ИЗВЛЕЧЁННЫЙ ТЕКСТ:
__________

21 июля 2017 | 01:00

Когда в 2009 году Ларс Фон Триер посвятил свой арт-хаусный хоррор о дьяволе, природе и психоанализе памяти Тарковского, зал на премьере надорвал животики от смеха. Теперь за Тарковского взялись уже на родине — постарался режиссер Андрей Звягинцев, недавно снявший экранизацию теорий Барта и Бодрийяра на российские реалии и Тарковские мотивы. И тут уже стало совсем не до смеха.

Из фильма «Жертвоприношение» Звягинцев заимствует, в первую очередь, главную фабулу «Каждое поколение должно принести себя в жертву следующему», чтобы уже в завязке «Нелюбви» вывернуть ее наизнанку. Родители, желавшие избавиться от сына после развода, понимают, что мальчик пропал. Древо жизни, у Тарковского засохшее, но все еще живущее, логично превращается в орудие смерти, если угодно, кол в сердце. Простой силлогизм: Если нет любви, значит, нет продолжения жизни, значит, есть только смерть. Эроса нет, остается только Танатос. Из хаоса возникла жизнь, значит, он падет ради энтропии — и в таком мире не захотел бы жить даже Фрейд.

__________

ТРЕБОВАНИЯ:
**A)** В каком году, согласно тексту о фильме «Нелюбовь», Ларс Фон Триер посвятил свой арт-хаусный хоррор памяти Тарковского?
**B)** Продолжите текст о фильме «Нелюбовь» Андрея Звягинцева, начиная сразу после его последнего предложения.

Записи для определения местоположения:

__________

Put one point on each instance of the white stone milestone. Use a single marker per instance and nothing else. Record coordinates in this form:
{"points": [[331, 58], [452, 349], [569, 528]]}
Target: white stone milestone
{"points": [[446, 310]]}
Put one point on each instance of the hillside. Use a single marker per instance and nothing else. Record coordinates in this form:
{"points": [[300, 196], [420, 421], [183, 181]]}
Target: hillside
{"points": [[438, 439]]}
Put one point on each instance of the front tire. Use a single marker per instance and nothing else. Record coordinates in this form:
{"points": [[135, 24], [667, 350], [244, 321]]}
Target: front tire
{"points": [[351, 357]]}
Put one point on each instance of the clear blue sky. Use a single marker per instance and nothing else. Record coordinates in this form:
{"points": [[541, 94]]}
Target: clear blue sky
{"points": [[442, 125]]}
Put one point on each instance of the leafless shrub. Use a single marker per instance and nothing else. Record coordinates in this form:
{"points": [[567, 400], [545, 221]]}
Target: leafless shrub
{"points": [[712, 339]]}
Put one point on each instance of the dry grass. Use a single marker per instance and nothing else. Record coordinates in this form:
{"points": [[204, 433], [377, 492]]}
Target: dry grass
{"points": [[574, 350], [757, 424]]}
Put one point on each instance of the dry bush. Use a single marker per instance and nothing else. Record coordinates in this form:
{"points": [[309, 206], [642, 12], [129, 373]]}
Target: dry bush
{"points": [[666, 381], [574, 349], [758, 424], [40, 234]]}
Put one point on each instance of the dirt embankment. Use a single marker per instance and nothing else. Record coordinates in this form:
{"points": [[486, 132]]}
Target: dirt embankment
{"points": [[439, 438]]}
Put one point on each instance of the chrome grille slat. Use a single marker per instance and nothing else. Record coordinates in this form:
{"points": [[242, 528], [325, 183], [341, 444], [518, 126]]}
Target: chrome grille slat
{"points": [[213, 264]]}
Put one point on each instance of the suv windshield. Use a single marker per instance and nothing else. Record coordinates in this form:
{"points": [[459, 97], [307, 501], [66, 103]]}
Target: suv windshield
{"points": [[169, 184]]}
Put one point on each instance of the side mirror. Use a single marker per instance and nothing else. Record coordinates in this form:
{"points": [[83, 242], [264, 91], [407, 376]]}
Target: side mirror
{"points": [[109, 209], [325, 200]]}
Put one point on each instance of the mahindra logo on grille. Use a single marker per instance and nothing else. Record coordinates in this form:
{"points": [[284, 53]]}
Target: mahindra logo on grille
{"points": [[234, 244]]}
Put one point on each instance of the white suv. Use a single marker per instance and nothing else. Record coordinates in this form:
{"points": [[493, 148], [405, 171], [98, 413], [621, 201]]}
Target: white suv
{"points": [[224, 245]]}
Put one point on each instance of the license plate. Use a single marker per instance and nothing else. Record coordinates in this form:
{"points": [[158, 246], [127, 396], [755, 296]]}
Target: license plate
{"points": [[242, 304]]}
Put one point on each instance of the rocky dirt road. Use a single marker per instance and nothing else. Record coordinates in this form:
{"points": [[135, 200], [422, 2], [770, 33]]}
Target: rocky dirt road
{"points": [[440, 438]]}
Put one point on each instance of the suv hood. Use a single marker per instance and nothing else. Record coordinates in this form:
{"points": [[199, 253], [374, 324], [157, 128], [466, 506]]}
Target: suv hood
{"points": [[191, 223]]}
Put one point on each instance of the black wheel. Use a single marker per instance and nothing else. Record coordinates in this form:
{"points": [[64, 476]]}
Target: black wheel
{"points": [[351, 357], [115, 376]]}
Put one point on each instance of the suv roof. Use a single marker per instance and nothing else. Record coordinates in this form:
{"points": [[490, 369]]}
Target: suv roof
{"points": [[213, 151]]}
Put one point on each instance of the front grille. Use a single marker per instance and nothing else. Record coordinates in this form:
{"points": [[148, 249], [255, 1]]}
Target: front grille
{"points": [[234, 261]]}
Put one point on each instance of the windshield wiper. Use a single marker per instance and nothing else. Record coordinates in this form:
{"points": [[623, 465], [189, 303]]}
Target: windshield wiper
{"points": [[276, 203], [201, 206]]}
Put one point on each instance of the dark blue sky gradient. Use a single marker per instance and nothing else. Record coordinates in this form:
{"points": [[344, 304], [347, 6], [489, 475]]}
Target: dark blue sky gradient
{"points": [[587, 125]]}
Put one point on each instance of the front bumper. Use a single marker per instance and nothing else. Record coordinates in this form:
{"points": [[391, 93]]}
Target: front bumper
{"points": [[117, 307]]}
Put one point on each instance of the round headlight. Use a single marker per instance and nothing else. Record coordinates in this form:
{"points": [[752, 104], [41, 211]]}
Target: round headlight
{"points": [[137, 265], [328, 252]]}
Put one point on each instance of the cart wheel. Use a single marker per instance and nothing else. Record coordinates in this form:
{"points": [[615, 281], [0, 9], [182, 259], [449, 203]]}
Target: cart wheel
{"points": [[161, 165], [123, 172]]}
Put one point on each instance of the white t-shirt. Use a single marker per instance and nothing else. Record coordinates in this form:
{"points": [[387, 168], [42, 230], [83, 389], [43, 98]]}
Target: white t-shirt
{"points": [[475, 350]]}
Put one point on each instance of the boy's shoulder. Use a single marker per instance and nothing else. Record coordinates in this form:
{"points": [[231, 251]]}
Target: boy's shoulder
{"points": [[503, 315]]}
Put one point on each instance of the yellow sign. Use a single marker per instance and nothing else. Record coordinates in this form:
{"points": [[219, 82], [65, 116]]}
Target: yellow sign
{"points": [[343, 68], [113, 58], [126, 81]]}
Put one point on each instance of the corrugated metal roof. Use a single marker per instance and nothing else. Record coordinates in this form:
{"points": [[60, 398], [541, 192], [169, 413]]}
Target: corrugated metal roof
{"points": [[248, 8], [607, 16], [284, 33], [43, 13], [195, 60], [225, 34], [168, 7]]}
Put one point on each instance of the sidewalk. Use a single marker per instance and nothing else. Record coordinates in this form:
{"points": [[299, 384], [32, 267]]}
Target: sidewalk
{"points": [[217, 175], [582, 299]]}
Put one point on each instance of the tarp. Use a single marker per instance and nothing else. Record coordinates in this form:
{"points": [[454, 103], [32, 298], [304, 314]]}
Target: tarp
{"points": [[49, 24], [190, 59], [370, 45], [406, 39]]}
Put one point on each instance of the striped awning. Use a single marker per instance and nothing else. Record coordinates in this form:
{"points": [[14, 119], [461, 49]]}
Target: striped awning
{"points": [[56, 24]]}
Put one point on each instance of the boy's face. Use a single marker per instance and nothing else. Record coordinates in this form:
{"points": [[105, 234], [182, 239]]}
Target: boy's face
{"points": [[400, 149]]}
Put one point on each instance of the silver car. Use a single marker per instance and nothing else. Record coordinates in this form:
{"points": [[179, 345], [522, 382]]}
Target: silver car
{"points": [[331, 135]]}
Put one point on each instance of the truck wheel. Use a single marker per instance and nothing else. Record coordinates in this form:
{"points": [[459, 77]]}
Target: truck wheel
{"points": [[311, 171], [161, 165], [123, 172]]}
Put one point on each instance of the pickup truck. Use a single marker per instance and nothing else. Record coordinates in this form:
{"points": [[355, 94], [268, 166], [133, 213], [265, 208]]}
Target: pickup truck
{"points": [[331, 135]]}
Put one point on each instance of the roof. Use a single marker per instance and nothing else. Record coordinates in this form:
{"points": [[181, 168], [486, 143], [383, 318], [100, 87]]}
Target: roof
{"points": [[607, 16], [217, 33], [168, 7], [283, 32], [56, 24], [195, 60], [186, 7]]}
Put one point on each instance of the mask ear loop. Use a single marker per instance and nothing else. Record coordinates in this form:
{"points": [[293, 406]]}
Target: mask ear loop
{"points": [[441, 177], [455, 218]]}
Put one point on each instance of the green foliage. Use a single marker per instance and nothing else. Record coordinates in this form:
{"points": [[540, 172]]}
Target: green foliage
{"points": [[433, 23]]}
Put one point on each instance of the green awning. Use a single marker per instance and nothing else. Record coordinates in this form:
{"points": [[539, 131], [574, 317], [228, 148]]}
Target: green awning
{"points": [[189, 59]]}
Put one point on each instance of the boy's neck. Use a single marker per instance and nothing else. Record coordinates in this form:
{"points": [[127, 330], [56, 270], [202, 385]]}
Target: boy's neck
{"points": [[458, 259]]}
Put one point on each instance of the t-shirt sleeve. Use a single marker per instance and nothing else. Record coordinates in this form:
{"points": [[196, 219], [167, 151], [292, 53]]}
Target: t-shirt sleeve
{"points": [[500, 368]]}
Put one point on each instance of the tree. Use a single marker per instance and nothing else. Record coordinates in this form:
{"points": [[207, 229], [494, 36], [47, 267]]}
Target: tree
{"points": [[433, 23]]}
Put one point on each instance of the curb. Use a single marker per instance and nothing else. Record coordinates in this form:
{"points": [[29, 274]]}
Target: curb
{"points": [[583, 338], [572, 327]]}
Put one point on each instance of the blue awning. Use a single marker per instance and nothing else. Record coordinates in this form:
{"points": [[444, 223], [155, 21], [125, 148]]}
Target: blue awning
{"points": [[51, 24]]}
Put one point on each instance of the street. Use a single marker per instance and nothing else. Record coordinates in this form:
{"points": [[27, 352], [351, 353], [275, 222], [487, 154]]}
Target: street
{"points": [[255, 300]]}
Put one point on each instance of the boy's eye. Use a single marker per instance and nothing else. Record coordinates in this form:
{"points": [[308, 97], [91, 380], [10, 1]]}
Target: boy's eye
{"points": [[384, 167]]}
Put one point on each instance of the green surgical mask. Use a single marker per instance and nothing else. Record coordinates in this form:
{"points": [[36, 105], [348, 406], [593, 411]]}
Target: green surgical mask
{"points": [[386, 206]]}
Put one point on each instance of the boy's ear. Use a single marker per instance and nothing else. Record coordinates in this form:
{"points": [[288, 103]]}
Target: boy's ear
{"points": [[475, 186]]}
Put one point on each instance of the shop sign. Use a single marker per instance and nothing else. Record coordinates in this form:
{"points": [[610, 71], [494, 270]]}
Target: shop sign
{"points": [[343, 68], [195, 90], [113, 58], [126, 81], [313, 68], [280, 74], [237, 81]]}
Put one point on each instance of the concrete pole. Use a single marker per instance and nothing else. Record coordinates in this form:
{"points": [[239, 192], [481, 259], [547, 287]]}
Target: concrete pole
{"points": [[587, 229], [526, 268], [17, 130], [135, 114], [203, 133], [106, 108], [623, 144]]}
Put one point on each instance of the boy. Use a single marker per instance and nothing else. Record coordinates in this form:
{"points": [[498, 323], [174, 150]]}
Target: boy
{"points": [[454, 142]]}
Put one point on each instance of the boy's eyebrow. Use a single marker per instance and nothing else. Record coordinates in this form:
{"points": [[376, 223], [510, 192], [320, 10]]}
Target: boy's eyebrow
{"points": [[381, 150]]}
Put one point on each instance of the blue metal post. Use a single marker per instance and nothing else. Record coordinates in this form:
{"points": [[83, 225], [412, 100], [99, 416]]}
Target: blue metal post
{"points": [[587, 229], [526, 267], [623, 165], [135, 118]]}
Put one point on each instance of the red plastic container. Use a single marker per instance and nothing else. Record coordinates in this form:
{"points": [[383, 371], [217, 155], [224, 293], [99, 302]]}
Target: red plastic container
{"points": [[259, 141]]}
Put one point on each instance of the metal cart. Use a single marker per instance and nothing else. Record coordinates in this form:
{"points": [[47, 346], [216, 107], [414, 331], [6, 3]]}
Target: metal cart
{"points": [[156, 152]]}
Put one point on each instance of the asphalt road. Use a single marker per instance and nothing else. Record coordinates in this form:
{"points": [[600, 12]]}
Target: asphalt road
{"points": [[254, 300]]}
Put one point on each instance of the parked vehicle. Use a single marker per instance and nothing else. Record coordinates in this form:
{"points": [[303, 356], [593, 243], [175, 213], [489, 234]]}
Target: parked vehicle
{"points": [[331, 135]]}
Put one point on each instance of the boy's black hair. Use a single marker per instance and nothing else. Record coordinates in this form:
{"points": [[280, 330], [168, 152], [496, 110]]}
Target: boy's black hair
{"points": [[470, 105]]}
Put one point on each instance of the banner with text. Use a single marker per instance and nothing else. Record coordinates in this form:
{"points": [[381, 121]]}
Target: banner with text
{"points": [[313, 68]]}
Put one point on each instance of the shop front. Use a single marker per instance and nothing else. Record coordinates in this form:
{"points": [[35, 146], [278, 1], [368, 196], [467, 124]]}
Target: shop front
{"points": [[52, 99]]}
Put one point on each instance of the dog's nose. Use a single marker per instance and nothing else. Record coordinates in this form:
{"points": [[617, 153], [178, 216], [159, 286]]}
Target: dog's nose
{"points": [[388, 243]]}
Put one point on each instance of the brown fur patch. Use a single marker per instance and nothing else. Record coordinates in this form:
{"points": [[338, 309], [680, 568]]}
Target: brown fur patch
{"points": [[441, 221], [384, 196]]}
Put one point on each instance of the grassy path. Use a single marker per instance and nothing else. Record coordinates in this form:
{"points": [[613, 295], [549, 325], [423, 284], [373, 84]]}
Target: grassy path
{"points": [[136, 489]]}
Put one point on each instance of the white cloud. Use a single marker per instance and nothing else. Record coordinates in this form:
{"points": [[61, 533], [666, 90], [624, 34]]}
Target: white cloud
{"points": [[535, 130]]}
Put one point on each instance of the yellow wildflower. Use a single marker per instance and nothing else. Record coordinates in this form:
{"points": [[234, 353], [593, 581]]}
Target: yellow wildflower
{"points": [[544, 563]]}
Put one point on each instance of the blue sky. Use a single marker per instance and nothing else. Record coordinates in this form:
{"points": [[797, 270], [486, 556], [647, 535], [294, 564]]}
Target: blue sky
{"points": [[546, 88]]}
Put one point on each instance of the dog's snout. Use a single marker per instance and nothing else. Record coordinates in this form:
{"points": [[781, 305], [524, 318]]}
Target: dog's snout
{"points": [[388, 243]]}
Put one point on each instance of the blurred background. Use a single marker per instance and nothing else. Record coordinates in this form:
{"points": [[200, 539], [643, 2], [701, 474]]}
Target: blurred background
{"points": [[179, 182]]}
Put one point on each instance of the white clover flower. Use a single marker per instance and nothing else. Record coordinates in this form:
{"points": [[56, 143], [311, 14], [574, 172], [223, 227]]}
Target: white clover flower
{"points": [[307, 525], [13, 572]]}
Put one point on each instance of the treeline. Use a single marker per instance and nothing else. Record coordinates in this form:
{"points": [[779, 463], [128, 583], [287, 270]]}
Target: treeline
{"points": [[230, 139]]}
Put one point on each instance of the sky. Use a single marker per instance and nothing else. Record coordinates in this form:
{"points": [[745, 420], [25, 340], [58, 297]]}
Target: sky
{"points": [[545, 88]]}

__________

РЕЗУЛЬТАТЫ ПО ПОРЯДКУ:
**A)** В 2009 году.

**B)**
Однако в нем все-таки существует некая форма жизни, за которой и решил пронаблюдать Звягинцев. Ведь фильм не просто свидетельствует отсутствие любви, или пресловутую некоммуникабельность, он демонстрирует акт ее убийства. Режиссер, которого с самого кинодебюта тянуло в архетипическое, где, человеческого ни на фермент, логично пришел к тому, чтобы дегуманизировать и повседневность, где он все-таки вынужден обитать.

У героев «Нелюбви» нет психологии, существуют они в гиперреальности, целиком сфабрикованной, нарочито фанерной, сшитой из грубых шаблонов, с удушающей плотностью следующих один за другим. Пространство фильма абсолютно герметично, реакции персонажей фальшивей одна другой, кроме единственной — агрессии, то есть, как раз Танатоса, инстинкта разрушения. Мы наблюдаем жизнь дезориентированных манекенов, чьи модели поведения формируются клише, не находящими подтверждения в среде, поскольку априори не могут соответствовать ее содержимому, бесконечным симулякрам.

Как на конвейере смерти, импульс разрушения, распространяется через технику к людям и от людей технике, информация и разрушения, сочетаясь в неком абсолюте насилия, объединяет людей. И ужас фильма заключается в убедительнейшей достоверности происходящего, обеспеченной именно невольным распознаванием мозгом зрителя, множества навязчивых деталей антуража, будь то кошачье мяуканье в доме бабки, или коробки из под бургеров в логове подростков. Эти маячки реальности сочетаются с неполноценной шаблонностью других деталей — так Звягинцев конструирует гиперреальность, полностью имитируя своим фильмом рекламные, новостные и сетевые алгоритмы продуцирования информации, этого нового божества для интеллекта.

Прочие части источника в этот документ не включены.